▶ TUGAS 1
Salin dengan persis bagian teks tentang post-truth yang dimulai dari "Industri media dan" dan berlanjut sampai "informasi yang masuk.".
▶ TUGAS 2
Jawablah pertanyaan berikut berdasarkan teks tentang post-truth.
(a) Apa dampak yang disebutkan dari asumsi pribadi yang tersebar begitu cepat?
(b) Siapa yang memiliki tanggung jawab moral untuk meminimalisir dampak negatif dari post truth?
(c) Tiga hal apa yang perlu mampu dilakukan masyarakat terhadap informasi yang masuk?

▶ POTONGAN TEKS
• • •

Post-truth ini menjadi semakin mengkhawatirkan pasca teknologi internet berkembang sangat pesat seperti sekarang ini. Asumsi pribadi yang sangat mungkin salah bisa tersebar begitu cepat dan juga merepresentasikan asumsi kolektif publik. Dampaknya, temuan-temuan ilmiah akan diabaikan. Dalam konteks ini penggunaan media online dan medsos sebagai kanal komunikasi masyarakat modern harus sangat bijak, utamanya saat tengah terjadi pandemi seperti sekarang ini.
Industri media dan para jurnalis memiliki tanggung jawab moral untuk meminimalisir dampak negatif dari post truth. Mereka dapat secara aktif meningkatkan daya literasi masyarakat sehingga mampu menyaring, memilah dan memilih informasi yang masuk.

• • •

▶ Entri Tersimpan
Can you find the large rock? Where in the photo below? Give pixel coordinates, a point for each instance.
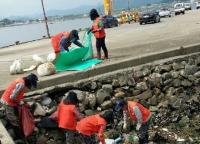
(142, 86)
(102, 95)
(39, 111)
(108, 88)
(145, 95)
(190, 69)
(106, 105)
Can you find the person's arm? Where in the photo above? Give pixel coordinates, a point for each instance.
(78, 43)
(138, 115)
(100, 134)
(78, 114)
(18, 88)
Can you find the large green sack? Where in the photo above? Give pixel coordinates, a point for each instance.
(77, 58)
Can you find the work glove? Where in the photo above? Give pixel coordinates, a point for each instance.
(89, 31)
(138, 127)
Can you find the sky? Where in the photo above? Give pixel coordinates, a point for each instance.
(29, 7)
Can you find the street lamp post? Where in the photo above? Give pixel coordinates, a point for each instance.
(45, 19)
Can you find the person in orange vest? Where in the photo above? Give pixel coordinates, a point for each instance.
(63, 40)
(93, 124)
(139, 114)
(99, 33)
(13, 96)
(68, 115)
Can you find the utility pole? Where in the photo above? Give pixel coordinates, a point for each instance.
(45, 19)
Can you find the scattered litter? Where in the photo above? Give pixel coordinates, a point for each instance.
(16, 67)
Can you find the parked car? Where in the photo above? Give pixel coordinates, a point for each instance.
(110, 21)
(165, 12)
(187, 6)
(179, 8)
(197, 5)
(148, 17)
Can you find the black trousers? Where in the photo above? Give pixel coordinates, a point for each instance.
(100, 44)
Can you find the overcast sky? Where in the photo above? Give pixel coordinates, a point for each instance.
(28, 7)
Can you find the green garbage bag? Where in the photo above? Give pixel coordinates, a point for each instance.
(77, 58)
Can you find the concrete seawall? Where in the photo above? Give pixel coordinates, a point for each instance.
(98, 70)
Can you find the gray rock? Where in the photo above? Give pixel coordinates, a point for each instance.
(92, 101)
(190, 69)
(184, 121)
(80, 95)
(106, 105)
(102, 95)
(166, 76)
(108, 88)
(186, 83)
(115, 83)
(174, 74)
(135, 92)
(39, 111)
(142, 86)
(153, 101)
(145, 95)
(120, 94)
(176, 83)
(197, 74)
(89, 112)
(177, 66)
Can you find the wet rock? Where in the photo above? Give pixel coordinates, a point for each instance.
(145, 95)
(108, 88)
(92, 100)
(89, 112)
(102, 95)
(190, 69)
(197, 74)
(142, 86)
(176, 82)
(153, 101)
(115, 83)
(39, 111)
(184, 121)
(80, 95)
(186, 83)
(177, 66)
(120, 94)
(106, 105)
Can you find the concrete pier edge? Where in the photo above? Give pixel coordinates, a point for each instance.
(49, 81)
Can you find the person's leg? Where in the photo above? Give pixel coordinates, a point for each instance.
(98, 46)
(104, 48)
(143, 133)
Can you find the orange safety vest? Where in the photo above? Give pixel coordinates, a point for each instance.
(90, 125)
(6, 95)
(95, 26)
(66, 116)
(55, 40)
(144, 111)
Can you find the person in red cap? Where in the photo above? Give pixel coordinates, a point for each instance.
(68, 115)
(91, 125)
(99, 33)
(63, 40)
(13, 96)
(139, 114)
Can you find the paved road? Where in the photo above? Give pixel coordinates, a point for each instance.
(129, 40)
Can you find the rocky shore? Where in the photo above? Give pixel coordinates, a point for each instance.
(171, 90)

• • •

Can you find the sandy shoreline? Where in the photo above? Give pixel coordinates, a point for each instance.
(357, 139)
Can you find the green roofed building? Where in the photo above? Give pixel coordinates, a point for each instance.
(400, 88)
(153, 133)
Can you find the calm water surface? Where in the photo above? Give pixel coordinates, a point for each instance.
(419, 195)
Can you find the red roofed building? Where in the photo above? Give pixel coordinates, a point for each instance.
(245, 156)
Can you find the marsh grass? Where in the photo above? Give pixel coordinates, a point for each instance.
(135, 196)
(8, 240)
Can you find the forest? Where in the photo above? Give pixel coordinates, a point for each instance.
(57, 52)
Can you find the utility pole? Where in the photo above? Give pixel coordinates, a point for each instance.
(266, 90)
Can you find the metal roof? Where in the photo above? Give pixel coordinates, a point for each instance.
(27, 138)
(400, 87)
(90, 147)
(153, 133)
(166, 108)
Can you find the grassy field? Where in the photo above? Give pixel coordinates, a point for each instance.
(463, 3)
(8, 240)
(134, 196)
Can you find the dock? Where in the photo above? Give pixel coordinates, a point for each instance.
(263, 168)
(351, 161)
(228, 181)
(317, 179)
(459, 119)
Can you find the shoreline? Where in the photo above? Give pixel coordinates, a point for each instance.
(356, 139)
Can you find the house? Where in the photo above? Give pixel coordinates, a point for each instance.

• • •

▶ JAWABAN TERTULIS 1
Industri media dan para jurnalis memiliki tanggung jawab moral untuk meminimalisir dampak negatif dari post truth. Mereka dapat secara aktif meningkatkan daya literasi masyarakat sehingga mampu menyaring, memilah dan memilih informasi yang masuk.

▶ JAWABAN TERTULIS 2
(a) Temuan-temuan ilmiah akan diabaikan.
(b) Industri media dan para jurnalis.
(c) Menyaring, memilah, dan memilih.